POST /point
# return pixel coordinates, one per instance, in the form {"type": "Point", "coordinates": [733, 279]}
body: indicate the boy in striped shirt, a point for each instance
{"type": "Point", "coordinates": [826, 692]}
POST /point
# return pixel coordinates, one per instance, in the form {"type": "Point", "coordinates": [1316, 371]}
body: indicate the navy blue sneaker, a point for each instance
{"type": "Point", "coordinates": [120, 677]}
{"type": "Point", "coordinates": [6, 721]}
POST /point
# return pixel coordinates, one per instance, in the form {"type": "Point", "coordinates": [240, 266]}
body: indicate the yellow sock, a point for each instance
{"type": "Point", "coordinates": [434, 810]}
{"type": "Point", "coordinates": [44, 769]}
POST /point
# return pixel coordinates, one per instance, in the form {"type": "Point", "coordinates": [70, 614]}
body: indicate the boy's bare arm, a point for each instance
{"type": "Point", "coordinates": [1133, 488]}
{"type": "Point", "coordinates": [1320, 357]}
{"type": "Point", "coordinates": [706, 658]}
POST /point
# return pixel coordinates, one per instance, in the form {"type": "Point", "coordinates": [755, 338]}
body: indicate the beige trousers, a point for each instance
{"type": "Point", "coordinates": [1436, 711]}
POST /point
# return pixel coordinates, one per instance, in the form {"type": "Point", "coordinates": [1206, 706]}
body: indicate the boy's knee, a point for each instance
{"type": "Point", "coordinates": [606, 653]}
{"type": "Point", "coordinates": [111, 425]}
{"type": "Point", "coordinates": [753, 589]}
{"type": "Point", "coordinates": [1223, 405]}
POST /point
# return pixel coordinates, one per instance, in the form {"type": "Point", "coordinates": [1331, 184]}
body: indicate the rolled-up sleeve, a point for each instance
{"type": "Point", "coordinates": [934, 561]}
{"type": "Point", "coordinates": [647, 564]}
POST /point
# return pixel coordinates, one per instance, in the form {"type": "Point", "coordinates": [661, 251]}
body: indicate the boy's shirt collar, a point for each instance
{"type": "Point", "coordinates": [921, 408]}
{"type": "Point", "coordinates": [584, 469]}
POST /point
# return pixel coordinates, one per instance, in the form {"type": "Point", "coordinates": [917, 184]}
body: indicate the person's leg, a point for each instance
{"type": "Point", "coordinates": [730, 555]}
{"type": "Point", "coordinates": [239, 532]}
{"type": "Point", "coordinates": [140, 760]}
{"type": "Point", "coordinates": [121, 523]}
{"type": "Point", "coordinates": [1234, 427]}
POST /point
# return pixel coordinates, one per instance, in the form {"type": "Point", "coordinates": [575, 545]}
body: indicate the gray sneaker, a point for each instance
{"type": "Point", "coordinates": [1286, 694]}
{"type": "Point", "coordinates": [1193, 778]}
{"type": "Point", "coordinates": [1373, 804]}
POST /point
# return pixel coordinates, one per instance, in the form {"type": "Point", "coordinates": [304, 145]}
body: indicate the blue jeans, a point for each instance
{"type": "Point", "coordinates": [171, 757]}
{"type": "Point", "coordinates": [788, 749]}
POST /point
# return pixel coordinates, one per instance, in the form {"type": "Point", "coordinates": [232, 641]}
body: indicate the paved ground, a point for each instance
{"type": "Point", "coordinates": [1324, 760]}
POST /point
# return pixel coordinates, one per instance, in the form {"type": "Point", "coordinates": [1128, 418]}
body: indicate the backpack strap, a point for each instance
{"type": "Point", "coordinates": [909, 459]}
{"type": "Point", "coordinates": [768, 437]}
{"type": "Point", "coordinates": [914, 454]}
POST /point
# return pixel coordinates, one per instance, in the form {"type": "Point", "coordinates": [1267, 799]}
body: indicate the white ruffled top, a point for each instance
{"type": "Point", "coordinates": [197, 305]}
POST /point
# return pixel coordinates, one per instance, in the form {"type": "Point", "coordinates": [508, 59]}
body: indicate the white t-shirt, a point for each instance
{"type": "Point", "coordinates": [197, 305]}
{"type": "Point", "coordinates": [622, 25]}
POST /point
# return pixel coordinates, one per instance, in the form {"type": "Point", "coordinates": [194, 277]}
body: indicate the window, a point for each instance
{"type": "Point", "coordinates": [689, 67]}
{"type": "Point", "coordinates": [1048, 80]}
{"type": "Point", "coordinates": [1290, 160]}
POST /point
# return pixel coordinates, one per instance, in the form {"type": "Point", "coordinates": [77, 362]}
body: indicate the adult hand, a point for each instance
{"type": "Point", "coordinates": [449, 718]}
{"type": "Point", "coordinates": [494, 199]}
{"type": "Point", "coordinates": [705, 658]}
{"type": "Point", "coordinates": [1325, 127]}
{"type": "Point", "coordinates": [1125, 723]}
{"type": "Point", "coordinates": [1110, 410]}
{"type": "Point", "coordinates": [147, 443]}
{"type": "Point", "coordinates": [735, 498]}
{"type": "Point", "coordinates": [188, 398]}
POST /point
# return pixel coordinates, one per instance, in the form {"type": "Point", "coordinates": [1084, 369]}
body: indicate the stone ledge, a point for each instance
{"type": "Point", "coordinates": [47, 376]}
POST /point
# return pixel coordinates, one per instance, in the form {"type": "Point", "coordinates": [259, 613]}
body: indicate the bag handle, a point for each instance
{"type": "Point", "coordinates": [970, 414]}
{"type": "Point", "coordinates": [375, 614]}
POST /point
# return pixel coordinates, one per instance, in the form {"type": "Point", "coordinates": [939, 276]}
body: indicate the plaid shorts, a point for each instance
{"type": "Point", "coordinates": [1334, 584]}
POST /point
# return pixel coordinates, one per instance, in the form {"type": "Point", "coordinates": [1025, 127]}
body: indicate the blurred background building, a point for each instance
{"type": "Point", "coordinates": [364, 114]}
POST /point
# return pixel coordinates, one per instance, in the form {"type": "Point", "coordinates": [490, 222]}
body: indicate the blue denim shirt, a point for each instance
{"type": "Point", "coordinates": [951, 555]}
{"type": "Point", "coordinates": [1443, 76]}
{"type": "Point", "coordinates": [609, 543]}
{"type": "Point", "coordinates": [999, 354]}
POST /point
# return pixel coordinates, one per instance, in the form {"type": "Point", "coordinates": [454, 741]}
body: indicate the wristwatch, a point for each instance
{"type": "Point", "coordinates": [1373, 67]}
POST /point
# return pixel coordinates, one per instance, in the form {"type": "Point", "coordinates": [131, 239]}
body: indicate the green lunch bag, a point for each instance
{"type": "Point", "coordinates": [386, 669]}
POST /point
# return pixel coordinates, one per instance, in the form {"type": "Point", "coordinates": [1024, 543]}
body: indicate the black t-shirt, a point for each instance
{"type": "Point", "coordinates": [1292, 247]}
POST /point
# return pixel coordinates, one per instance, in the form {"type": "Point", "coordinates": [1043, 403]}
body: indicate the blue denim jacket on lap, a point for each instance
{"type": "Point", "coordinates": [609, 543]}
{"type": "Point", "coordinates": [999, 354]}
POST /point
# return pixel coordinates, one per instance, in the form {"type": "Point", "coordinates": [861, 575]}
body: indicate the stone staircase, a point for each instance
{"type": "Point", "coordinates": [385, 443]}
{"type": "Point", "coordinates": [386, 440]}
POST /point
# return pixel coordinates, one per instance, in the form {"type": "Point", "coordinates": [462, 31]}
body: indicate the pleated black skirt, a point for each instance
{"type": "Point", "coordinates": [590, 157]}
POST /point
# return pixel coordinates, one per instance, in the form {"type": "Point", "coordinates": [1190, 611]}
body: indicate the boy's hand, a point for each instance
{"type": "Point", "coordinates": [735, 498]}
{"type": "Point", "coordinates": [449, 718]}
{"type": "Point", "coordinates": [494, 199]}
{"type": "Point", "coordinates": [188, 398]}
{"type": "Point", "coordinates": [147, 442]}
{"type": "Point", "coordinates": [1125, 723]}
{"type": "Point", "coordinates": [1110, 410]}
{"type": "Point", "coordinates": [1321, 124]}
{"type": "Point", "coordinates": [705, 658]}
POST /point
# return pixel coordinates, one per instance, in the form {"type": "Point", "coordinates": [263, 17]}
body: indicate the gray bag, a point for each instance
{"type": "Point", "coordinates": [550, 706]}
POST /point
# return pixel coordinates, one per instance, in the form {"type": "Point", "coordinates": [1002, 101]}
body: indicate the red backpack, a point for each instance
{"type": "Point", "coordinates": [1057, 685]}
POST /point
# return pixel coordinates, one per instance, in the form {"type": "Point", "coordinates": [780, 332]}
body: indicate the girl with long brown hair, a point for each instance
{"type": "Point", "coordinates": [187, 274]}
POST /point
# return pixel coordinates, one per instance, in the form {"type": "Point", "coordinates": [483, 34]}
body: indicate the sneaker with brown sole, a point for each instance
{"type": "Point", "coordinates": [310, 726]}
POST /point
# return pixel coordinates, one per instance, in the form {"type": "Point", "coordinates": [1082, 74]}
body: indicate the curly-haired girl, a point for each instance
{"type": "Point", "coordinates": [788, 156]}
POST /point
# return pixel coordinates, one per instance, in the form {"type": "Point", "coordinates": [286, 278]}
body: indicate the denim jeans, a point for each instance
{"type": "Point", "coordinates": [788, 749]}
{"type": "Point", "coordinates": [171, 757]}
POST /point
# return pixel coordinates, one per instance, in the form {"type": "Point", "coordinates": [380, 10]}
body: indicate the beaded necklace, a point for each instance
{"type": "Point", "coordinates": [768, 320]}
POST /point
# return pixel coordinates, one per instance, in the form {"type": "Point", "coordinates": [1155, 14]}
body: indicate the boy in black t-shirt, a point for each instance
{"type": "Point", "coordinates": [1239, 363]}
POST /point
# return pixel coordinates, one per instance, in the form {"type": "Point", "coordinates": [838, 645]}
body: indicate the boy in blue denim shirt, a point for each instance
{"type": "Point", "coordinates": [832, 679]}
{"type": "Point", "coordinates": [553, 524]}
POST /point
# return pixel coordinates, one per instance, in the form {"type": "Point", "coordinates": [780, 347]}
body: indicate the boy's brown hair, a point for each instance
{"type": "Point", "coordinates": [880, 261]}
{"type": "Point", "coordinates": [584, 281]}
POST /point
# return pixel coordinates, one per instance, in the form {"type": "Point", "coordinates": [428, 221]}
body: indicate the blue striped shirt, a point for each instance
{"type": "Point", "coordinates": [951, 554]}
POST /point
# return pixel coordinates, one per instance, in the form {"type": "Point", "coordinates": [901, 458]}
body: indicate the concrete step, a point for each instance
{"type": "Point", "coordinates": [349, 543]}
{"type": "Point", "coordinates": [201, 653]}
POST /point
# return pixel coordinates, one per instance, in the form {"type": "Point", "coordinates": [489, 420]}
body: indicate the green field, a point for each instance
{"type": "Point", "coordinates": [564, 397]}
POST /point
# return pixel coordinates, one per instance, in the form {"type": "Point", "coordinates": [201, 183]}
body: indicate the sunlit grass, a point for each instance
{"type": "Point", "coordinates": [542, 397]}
######
* [STATED GOAL] Collect every line of the records above that contains the string "shirt", matching case exactly.

* [ANSWER TO THIS PROBLEM]
body: indicate the boy in striped shirt, a point for each instance
body: indicate the boy's shirt collar, a point for each instance
body: indicate the white t-shirt, a point for each instance
body: indicate the blue denim shirt, a point for each instance
body: indicate the black t-shirt, a point for each instance
body: indicate the boy in black t-shirt, a point for each instance
body: indicate the boy in blue denim shirt, a point for each instance
body: indicate the blue striped shirt, a point for each instance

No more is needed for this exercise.